=== Section Start ===

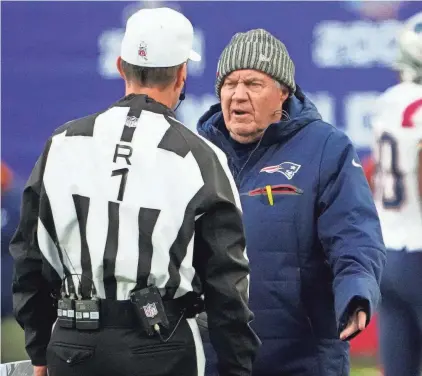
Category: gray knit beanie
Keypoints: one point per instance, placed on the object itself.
(260, 50)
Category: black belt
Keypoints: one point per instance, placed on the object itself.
(121, 313)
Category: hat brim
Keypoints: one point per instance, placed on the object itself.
(194, 56)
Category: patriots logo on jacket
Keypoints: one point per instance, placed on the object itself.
(288, 169)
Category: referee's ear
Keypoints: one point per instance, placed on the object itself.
(119, 67)
(182, 73)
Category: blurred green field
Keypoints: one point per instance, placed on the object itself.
(12, 340)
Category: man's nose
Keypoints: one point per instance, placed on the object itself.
(240, 93)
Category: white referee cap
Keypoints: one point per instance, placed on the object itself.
(158, 37)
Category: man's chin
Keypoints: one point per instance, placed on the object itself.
(245, 138)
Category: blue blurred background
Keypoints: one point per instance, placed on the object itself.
(58, 63)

=== Section End ===

▸ **PROBLEM**
Exactly as written, please give again the lines from the beginning of the listing through the line containing "Category: referee's ear", inclusive, without any pictures.

▸ **COMPLETED TASK**
Category: gray knit beanie
Keypoints: one point per instance, placed on the object itself.
(260, 50)
Category: black belt
Keypoints: one point per instance, placed on the object itself.
(121, 313)
Category: hat brim
Keypoints: one point per instance, placed on the object itself.
(194, 56)
Category: patriots logo on jacket
Keypoints: one point per instance, placed on the object itself.
(288, 169)
Category: referee's ear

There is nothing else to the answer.